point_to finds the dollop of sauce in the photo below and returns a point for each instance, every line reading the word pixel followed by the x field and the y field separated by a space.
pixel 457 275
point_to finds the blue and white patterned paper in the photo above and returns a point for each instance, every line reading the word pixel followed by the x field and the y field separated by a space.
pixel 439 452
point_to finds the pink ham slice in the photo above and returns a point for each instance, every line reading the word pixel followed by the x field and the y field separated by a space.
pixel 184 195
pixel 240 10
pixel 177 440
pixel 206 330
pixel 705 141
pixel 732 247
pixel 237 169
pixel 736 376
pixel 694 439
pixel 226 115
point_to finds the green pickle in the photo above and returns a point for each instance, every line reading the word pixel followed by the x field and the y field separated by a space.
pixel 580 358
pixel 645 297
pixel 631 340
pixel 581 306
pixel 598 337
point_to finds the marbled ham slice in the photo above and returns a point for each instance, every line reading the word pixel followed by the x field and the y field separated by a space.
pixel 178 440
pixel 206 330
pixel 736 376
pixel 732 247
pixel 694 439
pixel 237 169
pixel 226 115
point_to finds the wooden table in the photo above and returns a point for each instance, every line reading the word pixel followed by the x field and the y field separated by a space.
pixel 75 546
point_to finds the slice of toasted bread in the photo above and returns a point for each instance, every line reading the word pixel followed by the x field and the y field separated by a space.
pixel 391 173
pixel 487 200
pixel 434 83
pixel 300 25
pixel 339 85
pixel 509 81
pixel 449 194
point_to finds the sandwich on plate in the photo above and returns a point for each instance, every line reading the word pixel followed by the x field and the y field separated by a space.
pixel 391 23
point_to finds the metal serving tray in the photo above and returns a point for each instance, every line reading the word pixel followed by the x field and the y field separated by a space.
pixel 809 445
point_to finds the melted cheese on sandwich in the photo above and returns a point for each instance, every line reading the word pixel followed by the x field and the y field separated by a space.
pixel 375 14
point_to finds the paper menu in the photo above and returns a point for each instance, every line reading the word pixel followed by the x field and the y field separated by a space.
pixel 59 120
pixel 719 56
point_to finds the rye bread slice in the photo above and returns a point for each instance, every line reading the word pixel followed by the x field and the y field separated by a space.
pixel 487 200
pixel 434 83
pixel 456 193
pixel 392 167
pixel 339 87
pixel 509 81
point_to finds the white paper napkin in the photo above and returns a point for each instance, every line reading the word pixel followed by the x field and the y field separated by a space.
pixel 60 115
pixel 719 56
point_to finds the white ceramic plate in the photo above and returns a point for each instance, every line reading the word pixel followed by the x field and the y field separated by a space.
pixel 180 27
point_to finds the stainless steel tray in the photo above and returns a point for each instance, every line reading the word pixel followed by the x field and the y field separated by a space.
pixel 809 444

PROBLEM STATEMENT
The data must be given again in full. Keep every line identical.

FINAL ANSWER
point_to finds the dollop of sauce in the photo below and returns a point for each instance, every line reading the word pixel followed by the x field and the y field separated by a space.
pixel 457 275
point_to finds the blue and white patterned paper in the photo above and returns a point for each instance, every line reading the word pixel followed by the x field and the y field separated by a space.
pixel 439 452
point_to finds the pink ham slice in the photo above and returns a point for each instance, every line reading the word pixel followed by the x field and the y field separated by a space.
pixel 184 195
pixel 240 10
pixel 177 440
pixel 206 330
pixel 705 141
pixel 732 247
pixel 237 169
pixel 736 376
pixel 694 439
pixel 226 115
point_to finds the green pickle in the photo above and returns a point for each instance, every line reading the word pixel followed by the x field and the y field separated by a space.
pixel 580 358
pixel 645 297
pixel 631 340
pixel 581 306
pixel 598 337
point_to finds the marbled ham slice in the photo above and returns a point for each instance, every line reading the word pixel followed by the x field and the y field separated by a space.
pixel 178 440
pixel 206 330
pixel 736 376
pixel 732 247
pixel 694 439
pixel 237 169
pixel 226 115
point_to finds the wooden table in the photo above and returns a point for each instance, every line reading the word pixel followed by the x field and the y field separated by a space.
pixel 75 546
point_to finds the slice of toasted bread in the photo above and returns a point for each instance, every line reading the word pixel followed by the x field and the y field separated by a space.
pixel 391 173
pixel 487 200
pixel 434 83
pixel 300 25
pixel 339 85
pixel 509 81
pixel 449 194
point_to finds the sandwich on plate in the photo above and returns a point for each instance, every line reading the word pixel followed by the x field and the y field separated by a space.
pixel 391 23
point_to finds the metal serving tray in the photo above and returns a point for each instance, every line reading the word pixel followed by the x field and the y field separated by a space.
pixel 809 445
point_to finds the melted cheese on sandwich in the photo above and returns a point for each instance, every line reading the word pixel followed by the x field and the y field separated by a space.
pixel 375 14
point_to finds the paper menu in the photo above and returns a point for each instance, every line reading the word pixel followed by the x field and the y field separated by a space.
pixel 59 120
pixel 719 56
point_to finds the rye bread slice in the photo above and returns a point for each instance, every line reading the word pixel followed by the x field and the y field separated by a space.
pixel 487 200
pixel 434 83
pixel 456 193
pixel 392 167
pixel 339 87
pixel 509 81
point_to finds the white paper napkin in the photo above and returns a point for each instance, every line reading the word pixel followed by the x field and the y field separated by a space.
pixel 60 115
pixel 719 56
point_to finds the white ceramic plate in the photo above and returns a point for each instance, every line reading the word pixel followed by the x field and the y field separated by a space.
pixel 180 27
point_to finds the stainless steel tray in the photo above and returns a point for each instance, every line reading the word pixel followed by the x field and the y field separated by a space.
pixel 809 444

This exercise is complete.